The Malay Mail, 17 March 2014
LAUNCESTON, March 17 — Benchmark Malaysian palm oil futures have retreated from 18-month highs, and while prices may struggle in the next few months, the longer-term prognosis is tilted toward further gains.
Palm oil is currently caught in a classic tug-of-war between bullish and bearish factors, but the negative influences are likely to be more short term than the positive drivers.
The bearish side is being led by concern over demand from the world’s top two importers, China and India, ample supply of competing oils such as soy oil and the narrowing of palm oil’s price advantage over other edible oils.
The bullish side can point to falling inventories in major exporter Malaysia, rising domestic demand in top producer Indonesia and the threat of lower supply as the likelihood of an El Nino weather event increases this year.
El Nino is shaping up as the biggest risk for palm oil output this year, with meteorologists saying there is an increased chance of the weather pattern striking this year.
El Nino – the Spanish word for boy – is a warming of sea-surface temperatures in the Pacific that occurs every four to 12 years, causing dry conditions in Australia, Southeast Asia and parts of Africa and wetter weather in North America.
A strong El Nino would cut palm oil output in Malaysia and Indonesia by as much as 30 percent, although forecasters haven’t as yet warned of a severe event.
Nonetheless, the likelihood is that output will be lower this year in Southeast Asia.
El Nino also tends to make India’s monsoon rains erratic, which may affect the country’s domestic oilseed output given that 55 percent of agricultural land isn’t irrigated and is dependent on rains.
This could boost Indian imports of palm oil, which sank to an almost three-year low in February, dropping 27 percent from January to just 403,685 tonnes.
India’s oilseed imports have been muted on expectations of a bumper harvest of the main rapeseed crop this month.
However, if this winter’s rapeseed crop is affected by El Nino, it could result in a boost to imports in the second half of 2014, just as palm oil output may be slowing inMalaysia and Indonesia.
China’s imports of palm oil rose in January to 556,523 tonnes, a gain of 17.7 percent over the same month a year earlier. This was also higher than the monthly average in 2013 of 498,256 tonnes.
The concern in China is that slower economic growth will hurt demand, but this is based on the assumption that February’s weaker-than-expected exports, industrial production and retail sales numbers are the start of a sustained trend.

* **MATERIAL**
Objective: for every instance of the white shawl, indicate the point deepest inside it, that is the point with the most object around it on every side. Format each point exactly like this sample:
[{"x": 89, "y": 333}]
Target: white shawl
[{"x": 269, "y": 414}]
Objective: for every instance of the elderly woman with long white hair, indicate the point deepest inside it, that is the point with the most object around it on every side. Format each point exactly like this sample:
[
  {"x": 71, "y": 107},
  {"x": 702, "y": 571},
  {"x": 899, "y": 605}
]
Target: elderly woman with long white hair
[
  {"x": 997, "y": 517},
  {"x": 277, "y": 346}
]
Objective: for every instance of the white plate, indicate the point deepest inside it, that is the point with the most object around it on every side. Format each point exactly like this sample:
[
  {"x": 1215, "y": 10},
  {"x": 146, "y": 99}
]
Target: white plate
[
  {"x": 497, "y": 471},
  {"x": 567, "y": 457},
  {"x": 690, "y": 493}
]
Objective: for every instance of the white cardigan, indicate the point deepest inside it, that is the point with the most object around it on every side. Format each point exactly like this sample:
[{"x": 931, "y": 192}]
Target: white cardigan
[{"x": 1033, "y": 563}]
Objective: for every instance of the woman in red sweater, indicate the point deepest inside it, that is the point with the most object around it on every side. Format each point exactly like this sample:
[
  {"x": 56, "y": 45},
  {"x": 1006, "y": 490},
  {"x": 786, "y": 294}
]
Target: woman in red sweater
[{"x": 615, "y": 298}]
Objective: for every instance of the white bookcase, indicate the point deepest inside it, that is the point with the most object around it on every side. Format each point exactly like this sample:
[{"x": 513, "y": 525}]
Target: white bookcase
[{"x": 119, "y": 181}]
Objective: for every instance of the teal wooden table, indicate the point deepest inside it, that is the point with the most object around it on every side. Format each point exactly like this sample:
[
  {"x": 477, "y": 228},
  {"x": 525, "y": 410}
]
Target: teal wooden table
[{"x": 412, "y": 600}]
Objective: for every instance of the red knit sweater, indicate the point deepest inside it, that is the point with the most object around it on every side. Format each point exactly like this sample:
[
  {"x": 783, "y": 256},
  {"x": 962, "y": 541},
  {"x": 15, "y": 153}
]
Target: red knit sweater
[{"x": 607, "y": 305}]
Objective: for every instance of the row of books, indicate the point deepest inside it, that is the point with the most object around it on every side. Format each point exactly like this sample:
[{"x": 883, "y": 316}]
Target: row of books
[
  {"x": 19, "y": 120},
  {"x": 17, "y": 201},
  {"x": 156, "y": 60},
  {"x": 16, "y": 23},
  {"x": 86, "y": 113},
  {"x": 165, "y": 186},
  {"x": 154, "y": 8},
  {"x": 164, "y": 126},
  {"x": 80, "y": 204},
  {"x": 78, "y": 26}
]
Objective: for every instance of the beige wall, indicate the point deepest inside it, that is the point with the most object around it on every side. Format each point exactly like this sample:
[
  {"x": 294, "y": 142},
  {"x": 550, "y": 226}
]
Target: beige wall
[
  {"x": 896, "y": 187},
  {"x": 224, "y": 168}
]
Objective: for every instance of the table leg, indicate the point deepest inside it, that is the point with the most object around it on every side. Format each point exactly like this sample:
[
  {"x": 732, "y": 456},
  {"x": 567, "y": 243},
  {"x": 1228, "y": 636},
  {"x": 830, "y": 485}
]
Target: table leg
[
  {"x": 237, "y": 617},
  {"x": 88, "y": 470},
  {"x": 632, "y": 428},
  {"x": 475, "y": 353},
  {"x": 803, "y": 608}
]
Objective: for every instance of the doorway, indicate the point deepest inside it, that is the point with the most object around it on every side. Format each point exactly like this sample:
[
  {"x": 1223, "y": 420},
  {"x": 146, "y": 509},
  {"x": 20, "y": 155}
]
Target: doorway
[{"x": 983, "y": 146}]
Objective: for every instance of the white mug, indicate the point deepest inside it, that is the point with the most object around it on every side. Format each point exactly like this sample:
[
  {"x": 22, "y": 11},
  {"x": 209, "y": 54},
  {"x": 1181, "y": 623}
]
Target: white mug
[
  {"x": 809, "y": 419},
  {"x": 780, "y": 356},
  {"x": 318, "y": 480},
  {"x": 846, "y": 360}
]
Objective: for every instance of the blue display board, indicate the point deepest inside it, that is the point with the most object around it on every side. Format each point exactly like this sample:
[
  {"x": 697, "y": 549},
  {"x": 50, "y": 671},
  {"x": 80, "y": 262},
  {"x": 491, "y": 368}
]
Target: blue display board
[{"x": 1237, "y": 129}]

* **SET PROBLEM 1**
Rewrite the paragraph of the palm oil article that begins "The bullish side can point to" as a short bulleted list that keeps its main facts.
* **SET PROBLEM 2**
Output the passage of the palm oil article from "The bullish side" to "a severe event.", copied word for word.

* **EXERCISE SOLUTION 1**
Bullish factors for palm oil:
- Falling inventories in Malaysia, a major exporter
- Rising domestic demand in Indonesia, the top producer
- A threat of lower supply, as an El Nino weather event becomes more likely this year

* **EXERCISE SOLUTION 2**
The bullish side can point to falling inventories in major exporter Malaysia, rising domestic demand in top producer Indonesia and the threat of lower supply as the likelihood of an El Nino weather event increases this year.
El Nino is shaping up as the biggest risk for palm oil output this year, with meteorologists saying there is an increased chance of the weather pattern striking this year.
El Nino – the Spanish word for boy – is a warming of sea-surface temperatures in the Pacific that occurs every four to 12 years, causing dry conditions in Australia, Southeast Asia and parts of Africa and wetter weather in North America.
A strong El Nino would cut palm oil output in Malaysia and Indonesia by as much as 30 percent, although forecasters haven’t as yet warned of a severe event.